--- BEGIN Selected passage ---
A quick Google or Zomato search for restaurants on the lower South Coast of Kwazulu Natal reveals a clutch of average rated eateries, offering a variety of food types. Continuing my quest for the out of ordinary, I found a listing with descriptors like “Italian dining with a Tuscan flair”, “authentic food with a view” and “one of the best.”
Well, had I found a hidden gem?
Further research showed that the restaurant, Casa Toscana Ristorante, was started back in the 1990’s by husband and wife duo, Mario and Marisa Toniolo, who are committed to making real Italian fare. Housed in a stone villa, the restaurant overlooks the stunning Mpenjati Lagoon. I didn’t need more convincing to book a family dinner whilst holidaying in the area.
Travelling to the restaurant at night is a bit of an adventure. It’s set on a farm, there is no street lighting, and sign posts are minimal. Invariably there were jokes in the car about being lost in the rolling hills of sugar cane until morning. But guided by the GPS, we did eventually see some light at the end of the road and just headed toward it. Soon enough we were at a guarded parking lot.
We were shown to a large, high ceilinged room, with warm lighting. Framed pictures hug the walls, wooden furnishings and crisp white linen drape the tables giving the room a very cosy, homily feel. We were seated at a table for six near a large bay window with an unlit stone fireplace close by (it was warm enough). But the supposedly great view was veiled in a cloak of darkness as the sun sets early during April on the East Coast. The restaurant was fully booked and there was a great buzz.
The menu was filled with all sorts of interesting, enticing and appetising options. We selected the Stuzzichini (nibbles / appetisers) to share for the table, which included bread, deep fried olives stuffed with ricotta and crispy squid. The deep fried olives were unusual. The homemade aioli that accompanied the squid, was an absolute winner. My nephew wiped the bowl clean!
--- END Selected passage ---
--- BEGIN Given records ---
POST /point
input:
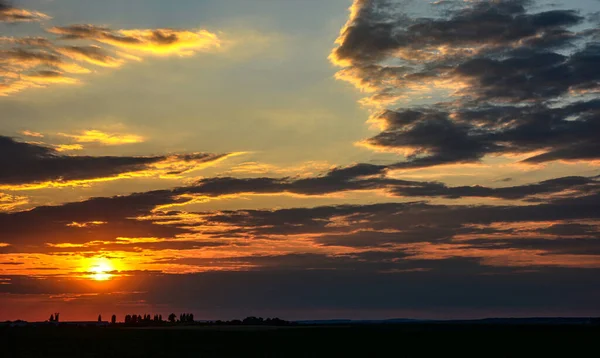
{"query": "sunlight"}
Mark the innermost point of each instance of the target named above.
(101, 269)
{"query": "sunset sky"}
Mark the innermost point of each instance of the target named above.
(307, 159)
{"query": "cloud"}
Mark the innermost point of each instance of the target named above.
(96, 136)
(499, 78)
(11, 202)
(9, 14)
(29, 133)
(156, 42)
(94, 55)
(37, 62)
(31, 166)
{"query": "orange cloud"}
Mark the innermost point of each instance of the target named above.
(96, 136)
(11, 14)
(32, 134)
(68, 147)
(152, 41)
(11, 202)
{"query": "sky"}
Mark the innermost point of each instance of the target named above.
(306, 159)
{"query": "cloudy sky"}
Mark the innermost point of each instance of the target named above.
(303, 159)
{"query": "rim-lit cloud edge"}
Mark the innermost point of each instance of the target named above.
(39, 62)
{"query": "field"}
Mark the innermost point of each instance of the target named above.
(402, 340)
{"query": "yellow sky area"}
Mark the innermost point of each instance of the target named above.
(171, 168)
(11, 202)
(164, 42)
(97, 136)
(102, 61)
(22, 15)
(29, 69)
(68, 147)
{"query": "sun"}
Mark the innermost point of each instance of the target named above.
(101, 269)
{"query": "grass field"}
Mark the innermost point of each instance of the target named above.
(409, 340)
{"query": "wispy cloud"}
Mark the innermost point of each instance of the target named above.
(152, 41)
(8, 13)
(27, 166)
(38, 62)
(96, 136)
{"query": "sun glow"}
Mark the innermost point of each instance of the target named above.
(101, 270)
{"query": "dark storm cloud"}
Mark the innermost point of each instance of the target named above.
(510, 69)
(372, 177)
(439, 137)
(27, 163)
(100, 223)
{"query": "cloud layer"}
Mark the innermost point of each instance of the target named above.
(501, 80)
(30, 165)
(37, 62)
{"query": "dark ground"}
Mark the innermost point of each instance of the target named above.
(407, 340)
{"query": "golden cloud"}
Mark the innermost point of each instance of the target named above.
(153, 41)
(11, 14)
(36, 62)
(96, 136)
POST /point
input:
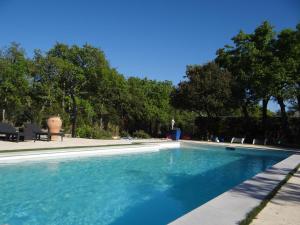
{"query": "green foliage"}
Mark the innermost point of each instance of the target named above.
(86, 131)
(206, 90)
(140, 134)
(96, 101)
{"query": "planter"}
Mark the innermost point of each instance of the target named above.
(54, 125)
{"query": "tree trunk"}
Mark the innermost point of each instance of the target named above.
(245, 111)
(3, 115)
(74, 115)
(284, 121)
(264, 115)
(298, 100)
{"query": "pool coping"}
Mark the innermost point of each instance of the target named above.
(42, 154)
(233, 206)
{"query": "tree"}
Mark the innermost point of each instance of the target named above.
(250, 63)
(206, 90)
(14, 83)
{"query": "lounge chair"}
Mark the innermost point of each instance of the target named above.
(11, 134)
(237, 140)
(34, 132)
(259, 141)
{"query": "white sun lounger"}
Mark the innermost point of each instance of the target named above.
(237, 140)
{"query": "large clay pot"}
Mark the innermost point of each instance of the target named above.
(54, 124)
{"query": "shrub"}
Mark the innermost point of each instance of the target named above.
(140, 134)
(93, 132)
(124, 133)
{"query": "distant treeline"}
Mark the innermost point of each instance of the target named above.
(95, 100)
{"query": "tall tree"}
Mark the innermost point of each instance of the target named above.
(14, 83)
(206, 90)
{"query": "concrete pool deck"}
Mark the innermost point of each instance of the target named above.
(227, 208)
(69, 143)
(284, 208)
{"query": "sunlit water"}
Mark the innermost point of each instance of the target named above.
(152, 188)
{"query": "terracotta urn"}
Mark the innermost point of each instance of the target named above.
(54, 125)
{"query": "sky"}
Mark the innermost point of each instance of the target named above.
(155, 39)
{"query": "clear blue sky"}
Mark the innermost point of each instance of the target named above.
(154, 38)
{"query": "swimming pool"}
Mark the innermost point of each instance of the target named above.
(150, 188)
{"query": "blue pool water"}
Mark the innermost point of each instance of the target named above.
(152, 188)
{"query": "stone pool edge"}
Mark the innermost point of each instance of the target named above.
(233, 206)
(37, 155)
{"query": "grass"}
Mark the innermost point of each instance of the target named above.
(252, 215)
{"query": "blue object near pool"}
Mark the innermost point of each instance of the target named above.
(175, 134)
(151, 188)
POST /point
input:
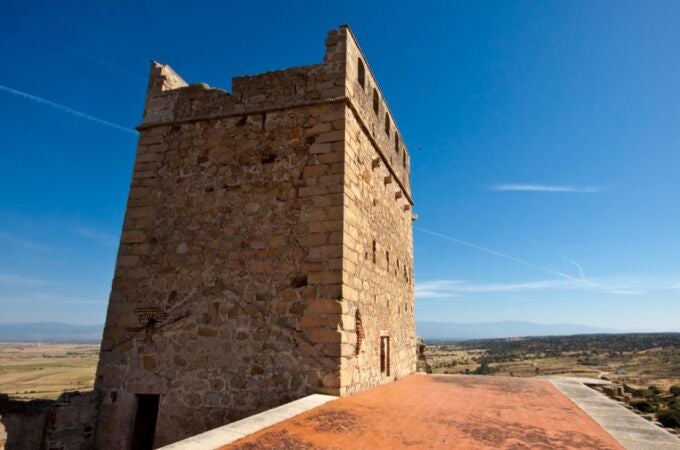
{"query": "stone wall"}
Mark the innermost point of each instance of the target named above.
--- END Given records ---
__Tasks__
1 - Copy everything in the Casa Toscana restaurant review from "The menu was" down to "the bowl clean!".
2 - Write the next part of the Casa Toscana restaurant review, picking up after its last sentence.

__Responses by task__
1 -
The menu was filled with all sorts of interesting, enticing and appetising options. We selected the Stuzzichini (nibbles / appetisers) to share for the table, which included bread, deep fried olives stuffed with ricotta and crispy squid. The deep fried olives were unusual. The homemade aioli that accompanied the squid, was an absolute winner. My nephew wiped the bowl clean!

2 -
Starters included a caprese salad, arancini and a flan dish called “sformatino di carciofi e gamberi”. This consisted of artichoke cream, Grana Padano (a hard, slow ripened Italian cheese), flavoured with olive oil and garlic and topped with prawn tails - this dish shot the lights out! No one flavour over powered the other, it was light, creamy and flavoursome. The artichoke cream was the perfect foil to the prawns. A few ingredients done right, what more is needed?
I really appreciated that the mains options come in two different portion sizes; my family are notorious for struggling to finish their meals. The stars among the mains were the “tagliata fiorentina” (a chunky grilled T- bone drizzled in olive oil and served with potato wedges), the lamb and asparagus pasta parcels and spinach and ricotta ravioli (all home-made)– these all won favour with my dinner companions.
I opted for porcini mushrooms, white mushrooms, and garlic and parsley tagliatelle. Porcini mushrooms can deliver bold taste, but this dish didn’t deliver the punch and earthiness I expected.
We started with a Paul Cluver 2015 Pinot Noir, but it lacked body and character. For mains we switched to the Raka Quinary 2013, an old favourite which we hadn’t had in a long time. It was a great choice, with the berry flavours working well with our dishes. It didn’t over power the meals but was strong enough to complement the range of flavours on the plate.
We opted for a few choices, which we then shared amongst us. This included Don Pedros, the Tuscan biscotti (served with macadamia nuts and dessert wine) and a chocolate pudding with an oozy centre. They were all good.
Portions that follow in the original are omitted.